SELECTED EXTRACT -
The main goal of using WebRTC in Streaming is the optimally low latency. In millicast recent post about simulcast, we explained how the latency was mainly related to chunk size, why WebRTC was optimal in that regard and would have the lowest possible latency of all the UDP-based media transports. That’s for the packetization and the transport, but encoding is also adding to the overall latency.

While WebRTC End-to-End provide optimally low latency, if you add extra encoding, transcoding, even only transmuxing or any other media operation on the path, you degrade that latency. Most of the latency, and CPU footprint comes from the encoder/decoder part, as illustrated by this paper by INTEL. Let’s count the number of Encoding / Decoding pairs happening on the media path when using WebRTC end-to-end on one hand and when using server-side ABR on the other hand.

In simulcast or ABR, one encode the same media source with different spatial resolutions. In simulcast, the multiple encoding is done client-side, in ABR, it is done server-side.

Multiple encoding in parallel do not increase the latency, but increase the CPU footprint by 25% for a single additional stream, an a theoretical 33% for an infinite number of additional streams, and the bandwidth usage. In simulcast both those overhead are shouldered by the sender, in Server-side ABR by the server.

It’s all about compromise. ABR could be, and certainly is, sold as a way to reduce the cpu footprint and the bandwidth usage sender side, which is does, at the cost of almost doubling the latency and preventing the use of end-to-end encryption.

Moreover with nowadays desktop computer, the additional CPU footprint is negligible. Everyday, gamers are playing games and streaming in real-time using software like OBS-Studio, without the streaming part noticeably impacting the performance of the game.

By counting the minimum amount of blue box on a given (horizontal) media path, one can see that that the server-side ABR is including twice the amount of media processing the WebRTC End-To-End does.

RECORDS -
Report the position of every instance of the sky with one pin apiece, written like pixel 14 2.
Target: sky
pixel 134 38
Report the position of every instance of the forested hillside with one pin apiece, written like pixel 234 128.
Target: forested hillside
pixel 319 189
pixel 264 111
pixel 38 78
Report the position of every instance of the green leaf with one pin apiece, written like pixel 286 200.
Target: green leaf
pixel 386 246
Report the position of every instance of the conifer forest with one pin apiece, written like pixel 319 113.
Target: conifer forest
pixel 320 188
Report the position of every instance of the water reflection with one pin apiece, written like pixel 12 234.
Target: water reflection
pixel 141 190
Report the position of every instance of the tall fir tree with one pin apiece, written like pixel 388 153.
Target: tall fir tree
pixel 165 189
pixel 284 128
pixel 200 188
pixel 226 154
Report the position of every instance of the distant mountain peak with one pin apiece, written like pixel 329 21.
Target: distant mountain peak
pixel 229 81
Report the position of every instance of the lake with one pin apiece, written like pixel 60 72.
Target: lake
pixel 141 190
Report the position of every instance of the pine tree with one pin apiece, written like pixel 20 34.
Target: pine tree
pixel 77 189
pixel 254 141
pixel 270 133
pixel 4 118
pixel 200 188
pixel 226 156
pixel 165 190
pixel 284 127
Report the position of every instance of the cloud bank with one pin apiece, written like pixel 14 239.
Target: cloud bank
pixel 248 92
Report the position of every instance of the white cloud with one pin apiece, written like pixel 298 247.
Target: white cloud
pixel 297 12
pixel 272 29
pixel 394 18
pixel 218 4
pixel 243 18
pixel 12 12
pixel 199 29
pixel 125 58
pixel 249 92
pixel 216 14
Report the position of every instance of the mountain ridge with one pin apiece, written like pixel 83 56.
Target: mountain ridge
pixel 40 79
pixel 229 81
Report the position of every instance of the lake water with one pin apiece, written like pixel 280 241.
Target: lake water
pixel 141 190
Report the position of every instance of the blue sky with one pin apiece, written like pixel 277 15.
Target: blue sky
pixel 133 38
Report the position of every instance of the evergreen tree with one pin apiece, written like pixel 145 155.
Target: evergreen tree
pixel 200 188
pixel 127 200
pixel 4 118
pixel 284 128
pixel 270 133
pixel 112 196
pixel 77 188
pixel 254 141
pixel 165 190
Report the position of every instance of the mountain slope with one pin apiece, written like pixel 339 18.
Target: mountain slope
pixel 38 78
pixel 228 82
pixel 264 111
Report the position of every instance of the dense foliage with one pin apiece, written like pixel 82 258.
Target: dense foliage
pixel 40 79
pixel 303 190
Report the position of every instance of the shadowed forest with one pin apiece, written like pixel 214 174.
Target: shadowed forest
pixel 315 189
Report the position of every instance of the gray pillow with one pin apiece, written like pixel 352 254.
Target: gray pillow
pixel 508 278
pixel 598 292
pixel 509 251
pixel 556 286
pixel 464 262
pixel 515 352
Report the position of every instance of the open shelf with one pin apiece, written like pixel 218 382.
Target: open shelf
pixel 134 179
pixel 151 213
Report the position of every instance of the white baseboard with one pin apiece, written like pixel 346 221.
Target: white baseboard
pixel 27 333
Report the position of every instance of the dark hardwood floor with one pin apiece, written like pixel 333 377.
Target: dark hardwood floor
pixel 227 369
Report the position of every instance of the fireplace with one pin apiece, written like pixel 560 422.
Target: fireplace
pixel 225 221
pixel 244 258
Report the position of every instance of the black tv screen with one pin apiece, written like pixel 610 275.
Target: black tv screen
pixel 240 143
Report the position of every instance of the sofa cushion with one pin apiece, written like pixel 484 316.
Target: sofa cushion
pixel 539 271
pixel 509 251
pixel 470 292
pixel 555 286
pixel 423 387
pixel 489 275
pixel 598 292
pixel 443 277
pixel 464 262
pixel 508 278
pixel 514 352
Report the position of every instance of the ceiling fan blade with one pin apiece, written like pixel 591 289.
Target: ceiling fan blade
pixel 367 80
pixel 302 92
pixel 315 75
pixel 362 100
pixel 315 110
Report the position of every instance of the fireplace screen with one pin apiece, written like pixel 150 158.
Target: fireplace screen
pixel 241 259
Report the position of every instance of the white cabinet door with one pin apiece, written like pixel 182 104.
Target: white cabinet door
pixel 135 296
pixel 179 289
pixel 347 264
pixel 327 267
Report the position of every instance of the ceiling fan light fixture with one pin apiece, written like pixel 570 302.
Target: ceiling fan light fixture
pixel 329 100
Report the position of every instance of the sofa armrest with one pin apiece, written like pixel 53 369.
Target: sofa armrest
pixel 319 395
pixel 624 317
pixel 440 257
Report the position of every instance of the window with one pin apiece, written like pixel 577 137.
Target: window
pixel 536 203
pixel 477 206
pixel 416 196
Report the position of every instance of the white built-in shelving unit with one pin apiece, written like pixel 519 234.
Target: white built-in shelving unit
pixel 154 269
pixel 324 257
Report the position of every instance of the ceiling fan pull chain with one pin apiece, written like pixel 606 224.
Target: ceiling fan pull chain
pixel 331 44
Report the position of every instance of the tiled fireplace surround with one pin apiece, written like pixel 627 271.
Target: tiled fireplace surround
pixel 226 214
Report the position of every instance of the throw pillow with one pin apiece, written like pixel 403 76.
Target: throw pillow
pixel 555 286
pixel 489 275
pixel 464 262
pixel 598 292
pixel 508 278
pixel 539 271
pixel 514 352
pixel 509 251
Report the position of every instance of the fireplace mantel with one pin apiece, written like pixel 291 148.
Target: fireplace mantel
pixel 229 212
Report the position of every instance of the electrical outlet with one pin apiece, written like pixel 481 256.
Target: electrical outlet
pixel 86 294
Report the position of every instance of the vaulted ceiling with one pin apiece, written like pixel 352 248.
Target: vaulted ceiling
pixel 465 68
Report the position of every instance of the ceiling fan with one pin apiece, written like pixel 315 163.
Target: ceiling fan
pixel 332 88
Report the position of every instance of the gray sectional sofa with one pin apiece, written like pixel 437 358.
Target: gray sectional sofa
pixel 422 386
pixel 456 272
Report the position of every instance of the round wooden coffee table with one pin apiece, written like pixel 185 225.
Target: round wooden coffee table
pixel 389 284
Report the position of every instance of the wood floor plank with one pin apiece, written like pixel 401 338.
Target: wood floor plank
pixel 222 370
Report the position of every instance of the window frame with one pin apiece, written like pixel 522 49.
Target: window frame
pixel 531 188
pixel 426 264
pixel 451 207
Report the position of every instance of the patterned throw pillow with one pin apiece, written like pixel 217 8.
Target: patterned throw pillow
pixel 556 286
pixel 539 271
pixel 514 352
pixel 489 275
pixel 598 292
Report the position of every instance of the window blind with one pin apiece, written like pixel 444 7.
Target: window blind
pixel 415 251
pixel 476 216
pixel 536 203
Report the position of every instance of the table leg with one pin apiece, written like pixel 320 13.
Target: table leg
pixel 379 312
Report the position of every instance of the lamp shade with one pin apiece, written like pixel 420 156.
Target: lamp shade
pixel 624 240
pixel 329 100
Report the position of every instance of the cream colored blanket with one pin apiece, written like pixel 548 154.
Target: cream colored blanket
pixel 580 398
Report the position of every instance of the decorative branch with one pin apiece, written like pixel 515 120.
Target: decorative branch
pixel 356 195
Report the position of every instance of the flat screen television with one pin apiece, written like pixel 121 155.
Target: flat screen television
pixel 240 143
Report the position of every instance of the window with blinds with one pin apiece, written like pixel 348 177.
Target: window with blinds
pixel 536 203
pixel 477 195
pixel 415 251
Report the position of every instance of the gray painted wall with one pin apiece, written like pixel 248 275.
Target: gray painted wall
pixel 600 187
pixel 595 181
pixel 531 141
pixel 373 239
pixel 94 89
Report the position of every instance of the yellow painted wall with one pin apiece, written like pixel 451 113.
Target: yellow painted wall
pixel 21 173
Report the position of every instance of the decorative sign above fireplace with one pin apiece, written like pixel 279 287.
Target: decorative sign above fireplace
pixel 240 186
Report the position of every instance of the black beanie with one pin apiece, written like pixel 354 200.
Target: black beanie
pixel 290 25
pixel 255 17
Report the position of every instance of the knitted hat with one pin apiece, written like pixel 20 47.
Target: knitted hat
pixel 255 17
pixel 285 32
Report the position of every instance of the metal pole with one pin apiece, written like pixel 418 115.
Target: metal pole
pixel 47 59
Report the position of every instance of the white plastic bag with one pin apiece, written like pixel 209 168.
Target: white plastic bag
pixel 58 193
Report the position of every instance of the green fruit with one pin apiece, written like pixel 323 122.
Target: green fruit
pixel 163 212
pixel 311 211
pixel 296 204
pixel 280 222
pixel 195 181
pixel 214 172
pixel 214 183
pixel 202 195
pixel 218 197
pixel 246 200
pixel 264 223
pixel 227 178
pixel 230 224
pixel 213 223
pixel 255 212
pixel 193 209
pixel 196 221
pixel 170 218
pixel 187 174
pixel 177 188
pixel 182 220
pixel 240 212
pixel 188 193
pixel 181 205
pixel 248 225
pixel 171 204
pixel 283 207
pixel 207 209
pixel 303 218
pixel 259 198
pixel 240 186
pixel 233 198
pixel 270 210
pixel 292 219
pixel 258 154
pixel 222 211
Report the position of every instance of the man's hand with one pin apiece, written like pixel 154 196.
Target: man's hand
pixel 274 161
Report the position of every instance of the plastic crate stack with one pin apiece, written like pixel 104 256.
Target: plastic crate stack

TASK REQUIREMENTS -
1 – Answer these from the text on WebRTC streaming latency:
(a) In simulcast, on which side is the multiple encoding done?
(b) By how much does a single additional stream increase the CPU footprint?
(c) What software is named as one gamers use to stream in real time?
2 – Carry on with the text on WebRTC streaming latency, starting right after its final sentence.

WRITTEN RESPONSES -
1 –
(a) Client-side.
(b) By 25%.
(c) OBS-Studio.

2 –
The numbers in the blue boxes represent the CPU load relative to the load of the high resolution stream. Assuming each resolution is the quarter of the precedent, and assuming an encoder whose complexity is linear with respect tho the input size in pixels.

In Server-side ABR, one need to encode the stream once (high resolution), to send it to the server, where it needs to be decoded before it can be re-encoded again with different resolution. With WebRTC End-to-End, from glass to glass you ever only encode and decode once. With server-side ABR, you do that twice. However good your server-side ABR implementation is, you can never be as fast as WebRTC End-to-End with simulcast.

CoSMo and Millicast, as experts and visionaries in the corresponding technologies, working with and for most of the browser vendors and major actors, we have been aware of those limitations for several years. We were part of the decision to include Simulcast in webrtc 1.0 and not to wait was taken at the technical plenary meeting of W3C in Sapporo in 2015!

Instead of trying to have an early implementations that would necessitate a lot of workaround, and would need to be rewritten once the browser vendors once mature, we decided to invest in helping the browsers get there faster. There is no surprise that Apple mentioned us, and only us, in their most reentSafari WebRTC blog post, or that our KITE technology is used to test the webrtc implementation of all browsers, on a daily basis and reported to the official webrtc website.

Security and Privacy

Another reason, beyond uncompromising latency, NOT to allow re-encoding, is security. Since the Snowden revelations, the world knows about all kind of national agencies spying on everything that goes on transit on the wire, and the Internet Engineering Task Force has taken a very strong stance on security. If everything can be captured once it goes out of my computer, if my Internet Service provider, or my CDN, can be forced to provide access to my data without my consent and without informing me, the only way to protect myself is to encrypt everything that goes on-the-wire. Welcome Telegram, Whatsapp, Signal, and all kind of new generation of communication tools which implement end-to-end-encryption with a two keys system where the service provider only ever has one key and cannot provide access to unencrypted content even if being legally asked to. They protect their customer privacy.

That implies a new trust model in which no server or connection is trusted, and should have access to the raw frames. You cannot do transcoding in the cloud, since the cloud shouldn’t have access to your raw content in the first place.

DRM, and corresponding W3C Encrypted Media Encryption is different in nature. With End-To-End encryption, the end-user or its organization has control of the encryption with their personal keys. With DRM/EME the keys are provided by the media distribution service. For free content or ad-based monetisation, one might not care, but for paid or sensitive/regulated content, the consequences of leaving access to your raw content to external third parties can be dire.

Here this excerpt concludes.